*About this exercise*: Every line of the listing that holds the word "ridge" should be returned.

*Dataset content*:
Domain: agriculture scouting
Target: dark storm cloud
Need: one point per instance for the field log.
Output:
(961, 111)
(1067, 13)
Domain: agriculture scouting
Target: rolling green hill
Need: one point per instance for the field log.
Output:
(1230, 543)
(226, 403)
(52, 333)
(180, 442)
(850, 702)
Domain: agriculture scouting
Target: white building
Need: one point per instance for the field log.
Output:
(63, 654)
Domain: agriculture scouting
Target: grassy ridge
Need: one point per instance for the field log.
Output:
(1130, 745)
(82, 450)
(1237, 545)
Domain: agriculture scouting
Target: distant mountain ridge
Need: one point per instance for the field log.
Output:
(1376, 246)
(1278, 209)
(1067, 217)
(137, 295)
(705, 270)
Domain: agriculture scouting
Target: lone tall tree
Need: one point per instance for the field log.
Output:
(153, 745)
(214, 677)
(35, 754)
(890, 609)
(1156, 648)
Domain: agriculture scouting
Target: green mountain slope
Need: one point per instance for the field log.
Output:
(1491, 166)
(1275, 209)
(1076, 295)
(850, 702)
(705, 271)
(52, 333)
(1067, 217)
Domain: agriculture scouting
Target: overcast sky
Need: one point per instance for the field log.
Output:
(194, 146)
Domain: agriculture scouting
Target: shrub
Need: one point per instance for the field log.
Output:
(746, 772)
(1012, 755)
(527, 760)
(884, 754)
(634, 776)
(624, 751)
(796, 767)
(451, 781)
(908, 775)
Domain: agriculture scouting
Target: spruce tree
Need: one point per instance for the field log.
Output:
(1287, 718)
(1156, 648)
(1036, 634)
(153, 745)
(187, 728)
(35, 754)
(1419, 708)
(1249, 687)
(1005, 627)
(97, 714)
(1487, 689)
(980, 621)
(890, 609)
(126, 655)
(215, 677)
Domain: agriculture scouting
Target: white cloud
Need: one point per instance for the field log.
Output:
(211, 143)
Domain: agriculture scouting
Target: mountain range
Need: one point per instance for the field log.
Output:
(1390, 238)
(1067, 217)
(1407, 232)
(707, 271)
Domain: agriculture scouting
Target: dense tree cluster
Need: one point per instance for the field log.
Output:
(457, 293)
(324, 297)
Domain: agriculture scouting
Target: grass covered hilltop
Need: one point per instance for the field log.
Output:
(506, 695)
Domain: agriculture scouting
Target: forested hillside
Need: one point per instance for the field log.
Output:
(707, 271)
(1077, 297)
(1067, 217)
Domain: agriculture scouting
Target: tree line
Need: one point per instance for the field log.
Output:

*Solution to the exercise*:
Target: grassy ridge
Target: distant mountain ridge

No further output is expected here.